Which lines in the data below contain the word "every"? Copy each of those lines in full.

>> Begin

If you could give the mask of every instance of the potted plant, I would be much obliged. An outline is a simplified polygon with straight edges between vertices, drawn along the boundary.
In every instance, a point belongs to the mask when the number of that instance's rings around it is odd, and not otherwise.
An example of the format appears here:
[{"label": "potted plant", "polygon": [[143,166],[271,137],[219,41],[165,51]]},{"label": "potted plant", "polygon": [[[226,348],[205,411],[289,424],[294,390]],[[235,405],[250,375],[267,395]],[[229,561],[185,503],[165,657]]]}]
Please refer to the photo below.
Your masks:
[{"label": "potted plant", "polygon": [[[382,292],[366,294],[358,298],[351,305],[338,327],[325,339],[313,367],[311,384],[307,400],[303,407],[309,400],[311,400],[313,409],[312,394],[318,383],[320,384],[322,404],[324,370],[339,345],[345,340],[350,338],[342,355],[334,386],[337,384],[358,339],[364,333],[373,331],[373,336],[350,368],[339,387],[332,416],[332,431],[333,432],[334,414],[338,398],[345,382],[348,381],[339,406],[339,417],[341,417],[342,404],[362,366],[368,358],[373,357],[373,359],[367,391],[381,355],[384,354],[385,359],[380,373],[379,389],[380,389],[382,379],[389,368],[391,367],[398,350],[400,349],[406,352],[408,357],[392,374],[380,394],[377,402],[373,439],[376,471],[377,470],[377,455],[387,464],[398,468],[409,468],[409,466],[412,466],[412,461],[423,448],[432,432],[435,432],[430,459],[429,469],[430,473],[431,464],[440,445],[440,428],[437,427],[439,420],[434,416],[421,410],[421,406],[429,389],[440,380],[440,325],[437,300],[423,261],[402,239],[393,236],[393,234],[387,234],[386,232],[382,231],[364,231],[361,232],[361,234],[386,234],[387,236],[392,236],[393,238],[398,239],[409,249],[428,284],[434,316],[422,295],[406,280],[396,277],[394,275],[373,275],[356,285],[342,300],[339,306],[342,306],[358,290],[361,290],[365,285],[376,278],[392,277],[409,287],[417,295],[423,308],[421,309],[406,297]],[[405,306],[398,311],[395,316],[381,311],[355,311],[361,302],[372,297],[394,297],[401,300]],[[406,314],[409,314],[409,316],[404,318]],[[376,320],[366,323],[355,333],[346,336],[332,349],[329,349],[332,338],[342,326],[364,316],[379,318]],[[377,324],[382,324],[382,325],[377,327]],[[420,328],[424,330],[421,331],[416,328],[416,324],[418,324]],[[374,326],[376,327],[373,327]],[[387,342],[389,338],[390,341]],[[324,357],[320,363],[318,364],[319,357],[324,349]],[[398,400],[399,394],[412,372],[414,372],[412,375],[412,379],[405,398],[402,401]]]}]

>> End

- SOLUTION TO THIS PROBLEM -
If you could give the mask of every instance of the potted plant, I would be much obliged. An outline is a simplified polygon with straight edges between vertices, drawn along the boundary.
In every instance, a point belongs to the mask when the number of that instance's rings around it is odd, and not otherwise.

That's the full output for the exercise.